# Can mega press be used on exterior?



## plungerboy (Oct 17, 2013)

Need to run 300' of 1.25". My guys want to mega press the entire job and I'm not sure it's approved for exterior. My supplier wasn't sure either. I also called my viega rep but am waiting on a return call.


----------



## plumbdrum (Nov 30, 2013)

Yes you may, it's in the installation manual .Corrosion protection just like any steel system.


----------



## Flyout95 (Apr 13, 2012)

Manuel should write a manual, It'd save him a lot of questions... Zing!


----------



## plumbdrum (Nov 30, 2013)

Flyout95 said:


> Manuel should write a manual, It'd save him a lot of questions... Zing!



Lol, freakin spell check on my phone


----------



## plumbdrum (Nov 30, 2013)

▶ _Problem to solve_
Continue the forum thread on using mega press fittings outdoors, beginning after its final line.

▶ _Records supplied_

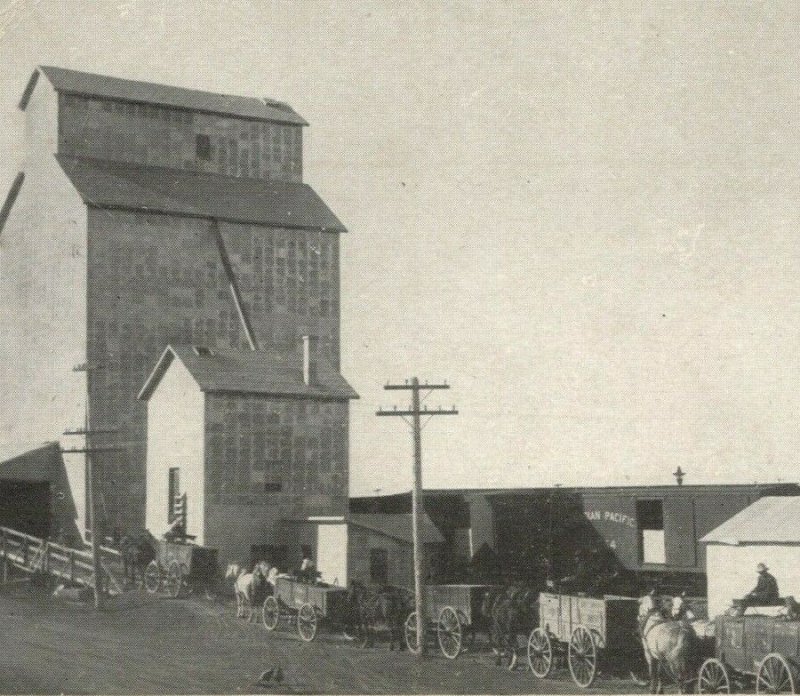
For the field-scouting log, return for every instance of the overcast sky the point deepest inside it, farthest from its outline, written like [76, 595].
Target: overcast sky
[583, 216]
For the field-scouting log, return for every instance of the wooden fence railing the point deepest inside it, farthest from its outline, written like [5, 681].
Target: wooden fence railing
[34, 555]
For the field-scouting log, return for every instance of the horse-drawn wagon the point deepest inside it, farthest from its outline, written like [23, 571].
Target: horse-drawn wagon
[181, 567]
[306, 603]
[585, 630]
[453, 612]
[752, 648]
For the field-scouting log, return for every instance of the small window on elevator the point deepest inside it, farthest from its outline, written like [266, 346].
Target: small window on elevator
[650, 518]
[203, 146]
[173, 490]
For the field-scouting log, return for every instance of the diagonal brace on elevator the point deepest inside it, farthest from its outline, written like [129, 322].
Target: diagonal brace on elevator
[237, 296]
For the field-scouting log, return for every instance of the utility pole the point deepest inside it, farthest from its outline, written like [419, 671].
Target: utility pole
[90, 483]
[416, 412]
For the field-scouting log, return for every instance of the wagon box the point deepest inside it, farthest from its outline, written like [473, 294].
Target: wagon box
[453, 611]
[764, 649]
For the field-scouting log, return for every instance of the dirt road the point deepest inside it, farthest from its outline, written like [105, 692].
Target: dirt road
[153, 645]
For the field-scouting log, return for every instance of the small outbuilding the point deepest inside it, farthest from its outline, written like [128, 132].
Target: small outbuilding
[768, 531]
[249, 450]
[381, 548]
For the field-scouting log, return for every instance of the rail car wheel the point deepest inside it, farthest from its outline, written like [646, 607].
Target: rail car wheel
[540, 653]
[449, 632]
[174, 583]
[410, 630]
[152, 577]
[774, 676]
[271, 614]
[582, 657]
[713, 678]
[307, 623]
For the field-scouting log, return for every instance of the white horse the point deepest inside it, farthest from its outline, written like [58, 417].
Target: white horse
[248, 587]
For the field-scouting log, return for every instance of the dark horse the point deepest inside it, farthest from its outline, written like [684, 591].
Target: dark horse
[137, 550]
[510, 610]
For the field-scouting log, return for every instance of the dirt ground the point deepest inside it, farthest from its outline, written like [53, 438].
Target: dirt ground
[153, 645]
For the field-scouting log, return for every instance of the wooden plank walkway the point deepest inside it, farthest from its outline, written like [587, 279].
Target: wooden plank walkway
[33, 555]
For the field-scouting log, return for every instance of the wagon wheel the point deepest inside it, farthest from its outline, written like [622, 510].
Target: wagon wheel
[174, 582]
[152, 577]
[410, 630]
[307, 623]
[540, 653]
[271, 614]
[449, 632]
[713, 678]
[774, 676]
[582, 657]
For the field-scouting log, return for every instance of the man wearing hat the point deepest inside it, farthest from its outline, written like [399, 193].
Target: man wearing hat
[765, 593]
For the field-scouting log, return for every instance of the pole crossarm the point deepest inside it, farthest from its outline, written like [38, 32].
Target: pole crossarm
[84, 431]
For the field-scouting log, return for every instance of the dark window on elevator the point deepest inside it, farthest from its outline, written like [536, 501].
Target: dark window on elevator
[379, 566]
[203, 143]
[650, 520]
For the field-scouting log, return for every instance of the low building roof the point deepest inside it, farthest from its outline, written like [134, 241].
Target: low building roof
[90, 84]
[249, 372]
[197, 194]
[769, 520]
[398, 526]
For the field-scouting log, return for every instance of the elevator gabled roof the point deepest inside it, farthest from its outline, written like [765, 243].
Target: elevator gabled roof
[197, 194]
[249, 372]
[90, 84]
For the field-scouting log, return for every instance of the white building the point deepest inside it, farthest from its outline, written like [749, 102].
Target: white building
[768, 531]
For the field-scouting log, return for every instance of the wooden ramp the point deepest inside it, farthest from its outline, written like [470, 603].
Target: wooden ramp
[33, 555]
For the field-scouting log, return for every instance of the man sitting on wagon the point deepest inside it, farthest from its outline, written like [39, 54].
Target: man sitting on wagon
[764, 594]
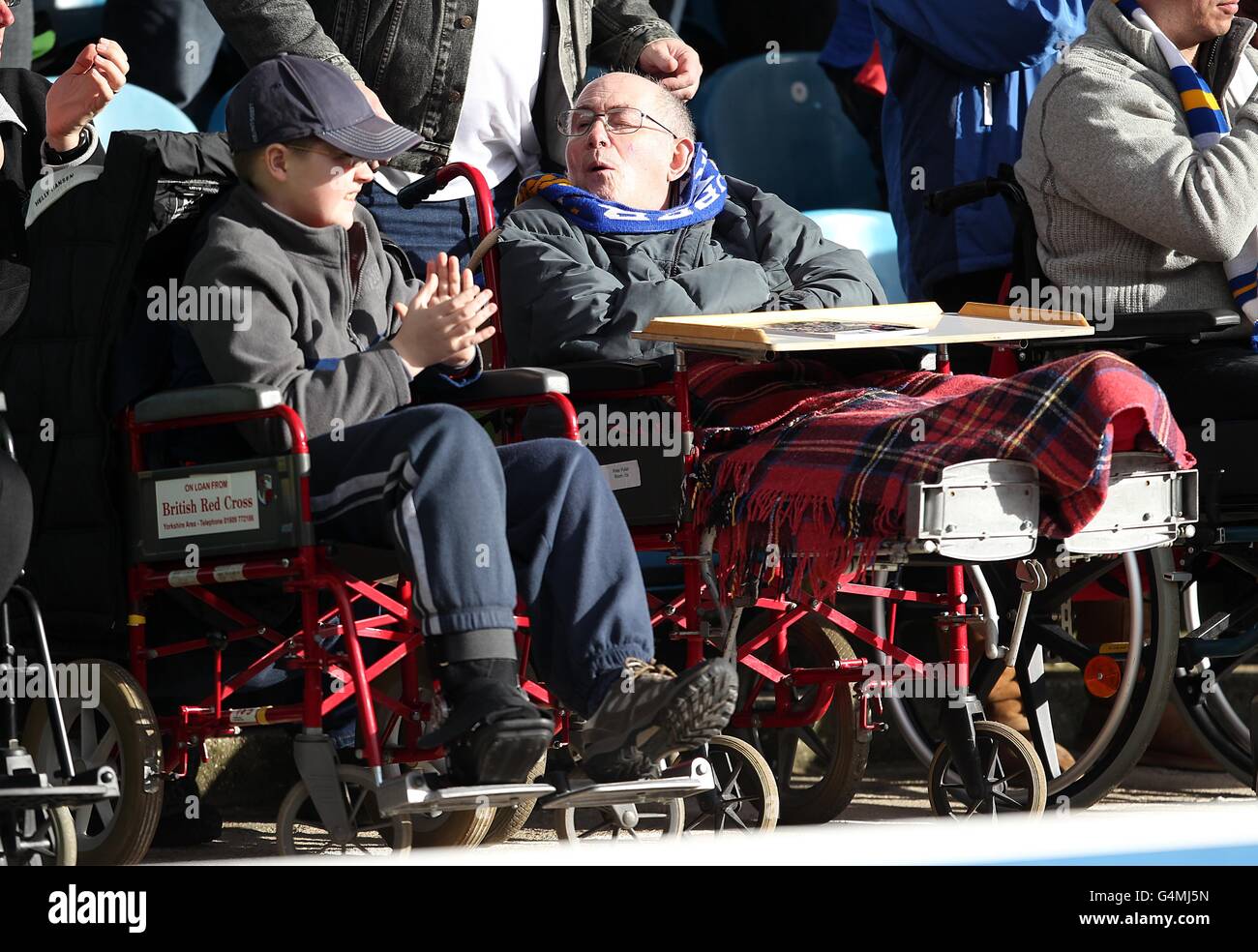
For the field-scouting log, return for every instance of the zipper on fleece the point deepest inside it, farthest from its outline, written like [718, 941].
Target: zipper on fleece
[677, 253]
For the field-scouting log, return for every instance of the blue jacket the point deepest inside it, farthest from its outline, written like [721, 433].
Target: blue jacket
[960, 76]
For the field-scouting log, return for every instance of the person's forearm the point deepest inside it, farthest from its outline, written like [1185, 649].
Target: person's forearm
[260, 29]
[621, 28]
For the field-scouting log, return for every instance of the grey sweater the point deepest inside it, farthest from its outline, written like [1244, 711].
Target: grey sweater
[1121, 197]
[319, 312]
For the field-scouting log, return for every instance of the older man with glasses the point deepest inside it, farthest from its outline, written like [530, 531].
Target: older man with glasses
[481, 82]
[644, 225]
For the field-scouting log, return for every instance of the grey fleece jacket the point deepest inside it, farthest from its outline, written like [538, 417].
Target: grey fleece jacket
[1121, 197]
[319, 312]
[573, 296]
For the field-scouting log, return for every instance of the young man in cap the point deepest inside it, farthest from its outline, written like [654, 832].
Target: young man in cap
[341, 331]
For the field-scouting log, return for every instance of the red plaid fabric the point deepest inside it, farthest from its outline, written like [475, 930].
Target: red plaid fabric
[799, 457]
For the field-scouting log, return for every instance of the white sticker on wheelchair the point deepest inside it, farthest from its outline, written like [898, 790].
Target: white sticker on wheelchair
[233, 573]
[623, 476]
[206, 502]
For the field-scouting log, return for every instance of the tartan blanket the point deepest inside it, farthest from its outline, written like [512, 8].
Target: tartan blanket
[810, 461]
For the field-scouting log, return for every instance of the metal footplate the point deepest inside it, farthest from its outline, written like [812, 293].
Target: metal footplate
[684, 780]
[1149, 503]
[982, 510]
[410, 793]
[34, 791]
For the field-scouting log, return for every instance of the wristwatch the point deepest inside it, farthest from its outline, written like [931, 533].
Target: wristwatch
[55, 158]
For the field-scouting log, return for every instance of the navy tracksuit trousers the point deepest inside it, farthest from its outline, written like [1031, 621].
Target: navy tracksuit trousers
[477, 523]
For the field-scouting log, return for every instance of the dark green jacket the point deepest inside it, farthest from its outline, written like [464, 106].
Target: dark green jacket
[570, 296]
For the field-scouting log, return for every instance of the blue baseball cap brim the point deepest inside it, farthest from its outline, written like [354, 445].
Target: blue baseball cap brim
[374, 137]
[292, 97]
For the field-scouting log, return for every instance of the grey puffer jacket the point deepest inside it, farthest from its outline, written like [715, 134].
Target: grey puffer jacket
[571, 296]
[415, 54]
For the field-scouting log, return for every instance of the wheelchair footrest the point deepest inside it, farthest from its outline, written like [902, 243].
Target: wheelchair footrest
[1148, 504]
[410, 793]
[981, 510]
[684, 780]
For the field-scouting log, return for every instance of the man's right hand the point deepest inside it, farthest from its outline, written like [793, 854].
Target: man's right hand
[436, 334]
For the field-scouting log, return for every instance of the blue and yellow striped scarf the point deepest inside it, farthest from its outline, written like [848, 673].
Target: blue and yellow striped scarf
[1208, 125]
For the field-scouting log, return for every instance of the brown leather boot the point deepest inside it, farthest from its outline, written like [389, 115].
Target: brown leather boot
[1005, 705]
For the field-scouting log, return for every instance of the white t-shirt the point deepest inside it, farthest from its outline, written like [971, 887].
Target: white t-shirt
[495, 125]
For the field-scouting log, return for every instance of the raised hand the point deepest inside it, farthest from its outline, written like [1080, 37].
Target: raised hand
[83, 91]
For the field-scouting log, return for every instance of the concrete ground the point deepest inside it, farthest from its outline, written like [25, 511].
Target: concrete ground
[891, 793]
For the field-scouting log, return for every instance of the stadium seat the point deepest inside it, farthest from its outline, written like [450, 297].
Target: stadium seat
[875, 234]
[136, 108]
[218, 121]
[781, 127]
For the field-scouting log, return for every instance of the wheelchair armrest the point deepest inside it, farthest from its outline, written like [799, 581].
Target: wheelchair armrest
[206, 401]
[633, 373]
[1170, 323]
[510, 382]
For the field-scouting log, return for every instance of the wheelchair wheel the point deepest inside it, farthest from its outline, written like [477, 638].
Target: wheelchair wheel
[120, 732]
[461, 827]
[510, 820]
[46, 837]
[298, 831]
[1015, 777]
[819, 766]
[1115, 667]
[654, 821]
[745, 799]
[1208, 695]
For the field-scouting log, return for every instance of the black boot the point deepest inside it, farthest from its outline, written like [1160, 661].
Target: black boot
[494, 734]
[176, 827]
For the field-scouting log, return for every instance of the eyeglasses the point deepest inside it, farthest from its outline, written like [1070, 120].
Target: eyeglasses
[620, 121]
[341, 159]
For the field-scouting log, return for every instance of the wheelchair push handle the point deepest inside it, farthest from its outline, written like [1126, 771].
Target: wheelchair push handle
[944, 201]
[419, 192]
[433, 183]
[1004, 184]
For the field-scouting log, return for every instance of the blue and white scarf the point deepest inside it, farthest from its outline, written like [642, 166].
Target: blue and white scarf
[1208, 125]
[703, 196]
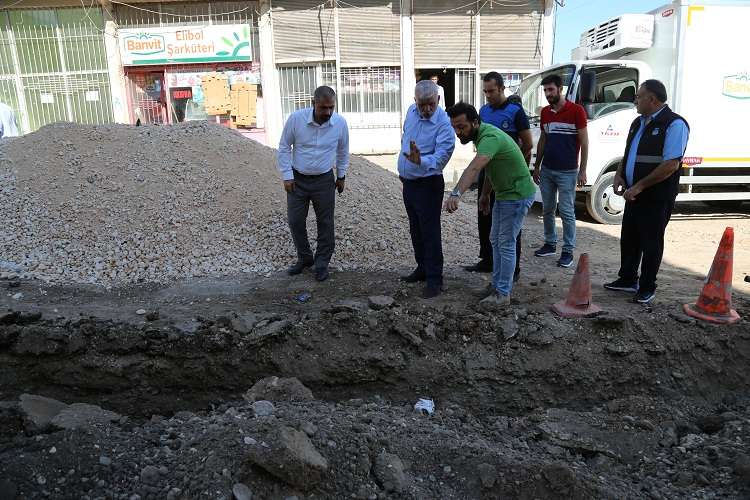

▶ _The reply_
Boom fixed


----------



## plungerboy (Oct 17, 2013)

Thanks guys


----------



## Flyout95 (Apr 13, 2012)

plumbdrum said:


> Boom fixed


Well... Now my joke makes no sense.


----------



## chonkie (Jul 31, 2014)

plumbdrum said:


> Yes you may, it's in the installation manuel .Corrosion protection just like any steel system.










Flyout95 said:


> Manuel should write a manual, It'd save him a lot of questions... Zing!


Boom! Fixed back.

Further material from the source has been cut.